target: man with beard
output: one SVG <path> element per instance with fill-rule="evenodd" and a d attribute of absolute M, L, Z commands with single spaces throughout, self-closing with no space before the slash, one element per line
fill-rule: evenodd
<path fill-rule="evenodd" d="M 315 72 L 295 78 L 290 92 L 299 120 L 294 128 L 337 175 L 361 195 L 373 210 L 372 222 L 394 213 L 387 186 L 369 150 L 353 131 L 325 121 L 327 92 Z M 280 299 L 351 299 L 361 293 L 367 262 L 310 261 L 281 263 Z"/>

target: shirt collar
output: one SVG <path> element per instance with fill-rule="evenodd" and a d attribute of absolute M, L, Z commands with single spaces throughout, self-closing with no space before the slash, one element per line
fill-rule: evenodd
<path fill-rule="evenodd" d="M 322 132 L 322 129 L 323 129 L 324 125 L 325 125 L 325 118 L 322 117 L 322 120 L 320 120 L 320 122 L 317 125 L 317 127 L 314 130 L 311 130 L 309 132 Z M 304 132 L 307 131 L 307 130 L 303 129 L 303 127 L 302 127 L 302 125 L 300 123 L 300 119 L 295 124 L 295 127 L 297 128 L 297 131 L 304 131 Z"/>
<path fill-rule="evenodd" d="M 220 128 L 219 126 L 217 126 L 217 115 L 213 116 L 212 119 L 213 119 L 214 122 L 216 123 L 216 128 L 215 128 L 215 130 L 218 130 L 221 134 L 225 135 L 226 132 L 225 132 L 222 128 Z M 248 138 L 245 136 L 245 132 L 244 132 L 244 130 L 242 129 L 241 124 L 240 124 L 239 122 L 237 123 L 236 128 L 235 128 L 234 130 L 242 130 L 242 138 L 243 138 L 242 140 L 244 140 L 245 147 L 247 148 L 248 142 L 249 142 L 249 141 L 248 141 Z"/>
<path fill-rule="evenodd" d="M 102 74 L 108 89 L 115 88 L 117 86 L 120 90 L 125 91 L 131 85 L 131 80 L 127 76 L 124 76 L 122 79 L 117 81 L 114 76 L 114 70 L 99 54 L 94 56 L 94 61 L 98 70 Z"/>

------------------------------------------------------------------------

Transcribe all of the data exactly, leaving no line out.

target: man with beard
output: one SVG <path> element per instance with fill-rule="evenodd" and a d attribute of absolute M, L, Z commands with single spaces throughout, self-closing with no space before the slash, one element per line
fill-rule: evenodd
<path fill-rule="evenodd" d="M 315 72 L 295 78 L 290 92 L 299 120 L 294 128 L 337 175 L 361 195 L 373 210 L 372 222 L 394 213 L 387 186 L 369 150 L 353 131 L 325 121 L 327 92 Z M 280 299 L 351 299 L 361 293 L 367 262 L 310 261 L 281 263 Z"/>

target: shirt collar
output: one SVG <path> element per instance with fill-rule="evenodd" and a d attribute of absolute M, L, Z commands with single spaces throughout, self-closing with no space before the slash, one element per line
fill-rule: evenodd
<path fill-rule="evenodd" d="M 322 132 L 322 129 L 323 129 L 324 125 L 325 125 L 325 118 L 322 117 L 322 120 L 320 120 L 320 122 L 317 125 L 317 127 L 314 130 L 311 130 L 309 132 Z M 304 132 L 307 131 L 307 130 L 303 129 L 303 127 L 302 127 L 302 125 L 300 123 L 300 119 L 295 124 L 295 127 L 297 128 L 297 131 L 304 131 Z"/>
<path fill-rule="evenodd" d="M 220 128 L 219 126 L 217 126 L 217 115 L 213 116 L 212 119 L 213 119 L 214 122 L 216 123 L 216 128 L 215 128 L 215 130 L 218 130 L 221 134 L 225 135 L 226 132 L 225 132 L 222 128 Z M 248 138 L 245 136 L 245 132 L 244 132 L 244 130 L 242 129 L 241 124 L 240 124 L 239 122 L 237 123 L 236 128 L 235 128 L 234 130 L 242 130 L 242 138 L 243 138 L 242 140 L 244 140 L 245 147 L 247 148 L 248 142 L 249 142 L 249 141 L 248 141 Z"/>
<path fill-rule="evenodd" d="M 102 74 L 108 89 L 115 88 L 117 86 L 120 90 L 125 91 L 131 85 L 131 80 L 127 76 L 124 76 L 122 79 L 117 81 L 114 76 L 114 70 L 99 54 L 94 56 L 94 61 L 98 70 Z"/>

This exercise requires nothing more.